→ **DIRECTIONS FOR THIS TASK**:
Print every line of the material below unchanged, from the first line to the last.

═══ DATA TO PROCESS ═══

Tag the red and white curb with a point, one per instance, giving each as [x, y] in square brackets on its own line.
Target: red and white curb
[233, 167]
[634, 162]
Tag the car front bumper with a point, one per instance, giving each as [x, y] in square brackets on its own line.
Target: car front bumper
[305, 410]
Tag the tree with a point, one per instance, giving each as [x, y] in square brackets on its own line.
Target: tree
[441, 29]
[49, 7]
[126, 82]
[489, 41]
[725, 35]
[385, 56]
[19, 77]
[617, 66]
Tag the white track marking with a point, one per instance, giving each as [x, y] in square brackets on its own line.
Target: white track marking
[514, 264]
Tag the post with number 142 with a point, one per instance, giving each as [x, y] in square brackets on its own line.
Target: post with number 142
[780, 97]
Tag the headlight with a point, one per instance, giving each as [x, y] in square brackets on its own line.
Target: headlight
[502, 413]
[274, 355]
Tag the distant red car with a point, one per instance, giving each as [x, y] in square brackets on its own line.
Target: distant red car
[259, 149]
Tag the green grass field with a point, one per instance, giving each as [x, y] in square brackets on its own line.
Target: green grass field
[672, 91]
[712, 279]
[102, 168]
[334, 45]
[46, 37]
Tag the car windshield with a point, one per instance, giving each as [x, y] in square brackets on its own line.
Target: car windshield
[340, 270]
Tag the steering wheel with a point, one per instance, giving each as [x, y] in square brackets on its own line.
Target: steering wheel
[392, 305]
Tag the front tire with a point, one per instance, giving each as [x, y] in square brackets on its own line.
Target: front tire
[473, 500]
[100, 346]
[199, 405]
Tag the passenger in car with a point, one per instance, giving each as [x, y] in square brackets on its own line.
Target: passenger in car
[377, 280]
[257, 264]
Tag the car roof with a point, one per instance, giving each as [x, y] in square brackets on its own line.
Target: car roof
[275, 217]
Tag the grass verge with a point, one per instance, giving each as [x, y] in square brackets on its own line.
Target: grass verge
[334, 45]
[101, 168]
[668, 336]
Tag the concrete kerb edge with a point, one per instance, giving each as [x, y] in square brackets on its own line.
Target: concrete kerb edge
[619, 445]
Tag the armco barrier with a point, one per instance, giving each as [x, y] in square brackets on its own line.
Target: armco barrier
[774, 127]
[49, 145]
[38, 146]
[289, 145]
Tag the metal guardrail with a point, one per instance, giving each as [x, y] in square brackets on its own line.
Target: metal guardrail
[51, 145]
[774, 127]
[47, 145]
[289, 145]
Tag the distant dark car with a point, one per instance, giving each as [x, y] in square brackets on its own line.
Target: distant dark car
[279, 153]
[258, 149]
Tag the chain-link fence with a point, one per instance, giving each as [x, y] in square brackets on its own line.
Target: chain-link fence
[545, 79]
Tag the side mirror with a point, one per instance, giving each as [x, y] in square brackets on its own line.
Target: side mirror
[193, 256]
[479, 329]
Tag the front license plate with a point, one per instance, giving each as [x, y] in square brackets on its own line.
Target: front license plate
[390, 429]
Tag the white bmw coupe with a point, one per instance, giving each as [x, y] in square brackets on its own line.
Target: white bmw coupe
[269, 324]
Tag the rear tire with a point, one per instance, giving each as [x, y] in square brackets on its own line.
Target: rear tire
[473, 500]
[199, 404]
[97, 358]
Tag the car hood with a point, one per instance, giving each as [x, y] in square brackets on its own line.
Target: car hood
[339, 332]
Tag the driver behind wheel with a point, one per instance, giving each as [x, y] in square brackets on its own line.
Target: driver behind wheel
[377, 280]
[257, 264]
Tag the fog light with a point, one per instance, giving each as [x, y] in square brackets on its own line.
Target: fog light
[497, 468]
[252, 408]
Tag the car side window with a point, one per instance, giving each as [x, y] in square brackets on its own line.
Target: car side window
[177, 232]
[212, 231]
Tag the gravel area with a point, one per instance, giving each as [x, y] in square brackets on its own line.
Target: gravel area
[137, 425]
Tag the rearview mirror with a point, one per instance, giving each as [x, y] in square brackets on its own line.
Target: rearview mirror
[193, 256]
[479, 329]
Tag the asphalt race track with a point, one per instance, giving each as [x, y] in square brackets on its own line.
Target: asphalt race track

═══

→ **EXPECTED OUTPUT**:
Tag the red and white curb with a point, one per instance, giving each as [x, y] in square brackets on its own line.
Target: red and white curb
[233, 167]
[634, 162]
Tag the car front bumper with a point, one per instance, giving each as [x, y] in square brackets on its own line.
Target: car front bumper
[305, 410]
Tag the tree with a point, one per instance, giving each as [x, y] in square brackets on its own line.
Target: tree
[441, 29]
[49, 7]
[126, 82]
[489, 41]
[725, 35]
[385, 56]
[19, 77]
[617, 66]
Tag the white track marking with a point, one per instance, giving each as [x, y] in square brackets on its own line.
Target: white track marking
[514, 264]
Tag the post with number 142 with a point, one per instance, giving each as [x, y] in square brackets on its own line.
Target: post with number 142
[780, 97]
Tag the headlight with a point, one per instance, giving each as [x, y] in square brackets on its own line.
Target: headlight
[502, 413]
[274, 355]
Tag the distant red car with a point, one per instance, giving each as [x, y] in square brackets on its own line.
Target: distant red car
[259, 149]
Tag the green grass field with a point, one per instance, giving each as [x, y] in square brackets on its own line.
Target: green grass field
[672, 91]
[712, 279]
[102, 168]
[334, 45]
[46, 37]
Tag the car windshield with a point, one per instance, giving each as [x, y] in square brackets on its own line.
Target: car windshield
[340, 270]
Tag the steering wheel with a point, one per instance, giving each as [x, y] in square brackets on its own line.
Target: steering wheel
[392, 305]
Tag the front tire with a point, one per instance, giving each as [x, y] in square brackets on its own line.
Target: front tire
[473, 500]
[100, 346]
[199, 405]
Tag the passenger in car with a point, one per instance, giving each as [x, y] in square brackets on its own line.
Target: passenger in car
[377, 280]
[257, 264]
Tag the car roof with a point, one per instance, giving each as [x, y] in square brackets on its own line.
Target: car roof
[275, 217]
Tag the grass verge with a point, one per instance, giving each as [x, y] in square brackets on its own line.
Target: grass verge
[334, 45]
[101, 168]
[668, 336]
Tag the concrete kerb edge with a point, one per instance, giving each as [x, y] in square brackets on its own line.
Target: concrete kerb edge
[619, 445]
Tag the armco barrier with a point, one per instance, giving each as [x, y] in square brackets on its own line.
Target: armco barrier
[774, 127]
[49, 145]
[38, 146]
[289, 145]
Tag the metal guardrail with a point, one per instance, giving each as [x, y] in square brackets on its own line.
Target: metal guardrail
[51, 145]
[774, 127]
[47, 145]
[289, 145]
Tag the distant dark car with a point, one per instance, giving each as [x, y] in square brackets on its own line.
Target: distant dark car
[279, 153]
[258, 149]
Tag the chain-link fence with a point, one per instance, giving each as [x, y] in square brackets on its own line.
Target: chain-link fence
[545, 79]
Tag the side mirror with a point, one per instance, giving each as [x, y] in square brackets on its own line.
Target: side mirror
[193, 256]
[479, 329]
Tag the front license plate with a point, one per instance, giving each as [x, y] in square brackets on its own line.
Target: front license plate
[390, 429]
Tag the white bmw coupe with a point, one per instance, giving each as [x, y] in square brackets on its own line.
Target: white bmw coupe
[269, 324]
Tag the rear tire with a point, one per instance, giving each as [x, y] in square brackets on its own line.
Target: rear tire
[473, 500]
[199, 404]
[97, 358]
Tag the car hood with a point, one per instance, giving each as [x, y] in square brackets on its own line.
Target: car hood
[339, 332]
Tag the driver behind wheel with a point, one per instance, giving each as [x, y] in square brackets on its own line.
Target: driver behind wheel
[377, 280]
[257, 264]
Tag the fog light with a point, one per instance, giving each as [x, y] in square brackets on its own line.
Target: fog light
[497, 468]
[252, 408]
Tag the car side window with a point, one per instance, giving each as [x, y] in square brackets on its own line.
Target: car side window
[177, 232]
[212, 231]
Tag the gravel area with a point, one per instance, giving each as [x, y] in square brackets on its own line.
Target: gravel area
[137, 425]
Tag the rearview mirror with a point, one per instance, giving each as [x, y] in square brackets on its own line.
Target: rearview mirror
[193, 256]
[479, 329]
Tag the asphalt race track with a point, one per instance, giving each as [x, y] in square brackets on its own line.
Target: asphalt race track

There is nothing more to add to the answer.